**DOCUMENT TEXT**
D3 - Edgar Rice Burroughs -
He is the author of Tarzan: Lord of the Jungle.  The story is about a baby from a noble, English family that gets lost in the jungle and raised by apes.  After being in the jungle for so long, when he is returned to civilization, it is noticed that he has a whole different perspective about things than the people who had lived in civilization their whole life.  As with many novels that contain social criticism, the adventure story is really all that people seem interested in.

A4 - Robert Ripley - Originator of "Ripley's Believe it or Not."  He was an unsuccessful cartoonist and was interested in strange happenings and objects.  When he was about to quit being a cartoonist, someone suggested that he write about all the wierd things he had discovered.  His one-panel drawings of amazing stories became a newspaper feature for many years.

B4 - Marcella Gruelle - She was a "sickly" little girl and was kept inside her house for rest and care.  Her parents loved her very much, and her father would come home from work each day and create stories about her and her stuffed animals.  The main character in those stories was her favorite doll, a homemade patchwork called "Raggedy Ann."  After Marcella died, her father wrote down all the stories he had created and published them.

D4 - Bill Tilden - "Big Bill" was a dominating tennis player.  However, his tennis skill and play was overshadowed by the suspicion that he was homosexual.

D5 - Greenbrier Resort - This resort at White Sulphur Springs, WV officially opened as a place for the wealthy to bathe in mineral waters for their health.  The Chesapeake and Ohio Railroad built a 650 room hotel, and the luxurious lifestyle was displayed in every aspect of the place.  It eventually also housed the underground bunker built for Congressmen to escape Washington, D.C. in case of nuclear attack.

D6- Belligerents-  Inclined or eager to fight; hostile or aggressive.

D8- Contraband- illegal or smuggled goods

A11- Armistice-  truce or stop of fighting

Comp. 1 - What was the importance of the Glass-Owen Currency Act? - This act created the Federal Reserve bank system.  Many banks fought this act because it restricted what banks could do with "their" money.  The Federal Reserve was supposed to divide the country into 12 Federal Reserve sections.  In each there is one big Federal Reserve Bank which controls the other "National" banks.  It can do three things to slow/speed up money rate: control the interest rate (Prime Rate, the amount banks charge other banks); can call your bank to invest in government stock to slow down flow of spending from your bank; and reserve ratio (Federal Reserve can say that X% is how much of the money you have which must be kept on hand at all times.

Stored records
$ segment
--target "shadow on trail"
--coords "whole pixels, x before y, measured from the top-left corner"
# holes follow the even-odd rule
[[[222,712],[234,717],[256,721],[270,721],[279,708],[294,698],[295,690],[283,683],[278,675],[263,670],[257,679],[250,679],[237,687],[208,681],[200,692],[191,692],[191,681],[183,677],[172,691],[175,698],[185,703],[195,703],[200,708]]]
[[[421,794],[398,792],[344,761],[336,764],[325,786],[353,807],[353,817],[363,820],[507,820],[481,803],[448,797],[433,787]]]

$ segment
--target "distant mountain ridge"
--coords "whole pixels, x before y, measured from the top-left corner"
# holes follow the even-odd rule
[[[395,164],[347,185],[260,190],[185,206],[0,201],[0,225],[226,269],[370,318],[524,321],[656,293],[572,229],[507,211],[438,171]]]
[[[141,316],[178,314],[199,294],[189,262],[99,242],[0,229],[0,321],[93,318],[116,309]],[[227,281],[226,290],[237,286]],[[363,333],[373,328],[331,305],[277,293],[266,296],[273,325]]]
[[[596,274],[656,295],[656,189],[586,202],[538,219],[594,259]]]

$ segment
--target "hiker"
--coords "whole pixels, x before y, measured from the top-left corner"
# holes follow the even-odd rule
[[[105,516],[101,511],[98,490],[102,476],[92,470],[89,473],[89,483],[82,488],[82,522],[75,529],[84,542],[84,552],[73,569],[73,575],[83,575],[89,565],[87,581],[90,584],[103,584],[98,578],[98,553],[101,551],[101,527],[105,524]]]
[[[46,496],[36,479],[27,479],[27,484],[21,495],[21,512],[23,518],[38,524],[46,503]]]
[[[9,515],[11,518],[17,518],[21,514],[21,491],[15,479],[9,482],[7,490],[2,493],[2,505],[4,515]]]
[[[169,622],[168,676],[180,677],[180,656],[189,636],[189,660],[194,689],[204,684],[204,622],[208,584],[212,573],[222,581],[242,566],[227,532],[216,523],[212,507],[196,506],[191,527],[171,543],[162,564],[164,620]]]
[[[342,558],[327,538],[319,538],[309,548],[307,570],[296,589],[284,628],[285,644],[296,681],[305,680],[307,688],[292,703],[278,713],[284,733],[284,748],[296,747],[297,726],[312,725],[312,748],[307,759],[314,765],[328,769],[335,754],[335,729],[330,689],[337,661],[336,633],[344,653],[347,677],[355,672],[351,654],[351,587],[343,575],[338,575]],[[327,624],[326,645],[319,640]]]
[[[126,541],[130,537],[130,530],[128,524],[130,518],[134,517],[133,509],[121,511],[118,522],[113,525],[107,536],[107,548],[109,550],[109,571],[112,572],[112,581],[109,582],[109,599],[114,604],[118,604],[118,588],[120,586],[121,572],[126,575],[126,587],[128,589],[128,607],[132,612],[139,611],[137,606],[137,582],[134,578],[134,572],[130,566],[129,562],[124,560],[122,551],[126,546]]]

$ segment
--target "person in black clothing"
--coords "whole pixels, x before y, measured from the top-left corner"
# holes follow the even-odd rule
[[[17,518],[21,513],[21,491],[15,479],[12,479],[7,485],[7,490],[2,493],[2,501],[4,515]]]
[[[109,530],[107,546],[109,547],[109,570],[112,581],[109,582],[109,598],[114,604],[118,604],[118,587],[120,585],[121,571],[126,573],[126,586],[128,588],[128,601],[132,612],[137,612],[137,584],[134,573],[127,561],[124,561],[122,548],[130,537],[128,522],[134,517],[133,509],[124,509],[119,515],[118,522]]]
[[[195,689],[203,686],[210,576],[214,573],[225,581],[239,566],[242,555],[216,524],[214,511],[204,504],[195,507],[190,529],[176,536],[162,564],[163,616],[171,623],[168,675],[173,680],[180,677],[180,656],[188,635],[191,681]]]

**DESCRIPTION OF THE TASK**
Answer these questions using the text above, writing each answer on its own line and numbering the answers to match:
1. Who built the 650-room hotel at the Greenbrier Resort?
2. What was Marcella Gruelle's favorite doll called?
3. Into how many Federal Reserve sections was the country supposed to be divided?

**EXPECTED ANSWER**
1. The Chesapeake and Ohio Railroad
2. Raggedy Ann
3. 12